» **Study text**:
Analysis of free-floating cancer DNA from blood samples has yielded leads for new prostate cancer treatment targets.
Using a commercially available “liquid biopsy” test in patients with advanced prostate cancer, researchers found a number of genetic changes in cell-free, circulating tumour DNA (ctDNA).
Cell-free ctDNA is tumour DNA that is circulating freely in the patient’s bloodstream.
Cell-free ctDNA provides comprehensive information about all the different genetic changes in the tumour.
Today, treatments can sometimes be tailored to the genetic changes in a tumour, but these changes evolve over time.
The cell-free ctDNA tests can be used to track new genetic changes, and this information can be used to stop treatment to which resistance is emerging and to switch the patient to another treatment.
In the study, researchers found genetic changes linked to poor outcomes, as well as changes that appear to arise as tumours become resistant to therapy.
The changes in ctDNA found by the blood tests were similar to those previously reported in analyses of tumour tissue specimens, suggesting that ctDNA testing may be a viable alternative to tissue biopsy.
“This circulating tumour DNA test is now a valuable research tool to discover new molecular targets,” said lead study author Guru Sonpavde, MD, an associate professor of medicine at the University of Alabama in Birmingham, AL. “Eventually, it may also serve as a non-invasive alternative to the traditional tumour biopsy in cases where tissue biopsy is not safe or feasible. However, we’ll need a controlled, prospective clinical trial to confirm that selecting treatment based on the molecular information from this blood test improves patient outcomes.”
The researchers analysed cell-free ctDNA from blood samples of 514 patients with metastatic castration-resistant prostate cancer.
The blood test (Guardant360), which requires only two teaspoons of patient blood, examined changes in 70 cancer-related genes.
The association between DNA changes and clinical outcomes was explored in 163 patients.
In addition, the researchers explored how genomic changes evolved over time in 64 patients who underwent serial (periodic) blood tests.
Nearly all (94%) patients had at least one change detected in the ctDNA.
A higher overall number of genetic changes, including changes in the androgen receptor (AR) gene, were associated with poorer treatment outcomes, such as a tendency towards shorter survival (although the difference in survival was not statistically significant).

» **Record excerpts**:
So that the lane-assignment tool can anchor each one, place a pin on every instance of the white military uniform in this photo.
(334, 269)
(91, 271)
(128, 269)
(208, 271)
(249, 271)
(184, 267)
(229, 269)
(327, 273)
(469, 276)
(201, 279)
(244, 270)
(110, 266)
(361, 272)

» **What to produce**: Please list every patient count in the prostate cancer text above, and state what the researchers did with each group.

» **Response for this exercise**:
- 514 patients with metastatic castration-resistant prostate cancer: cell-free ctDNA from their blood samples was analyzed.
- 163 patients: the association between DNA changes and clinical outcomes was explored.
- 64 patients who underwent serial (periodic) blood tests: the researchers explored how genomic changes evolved over time.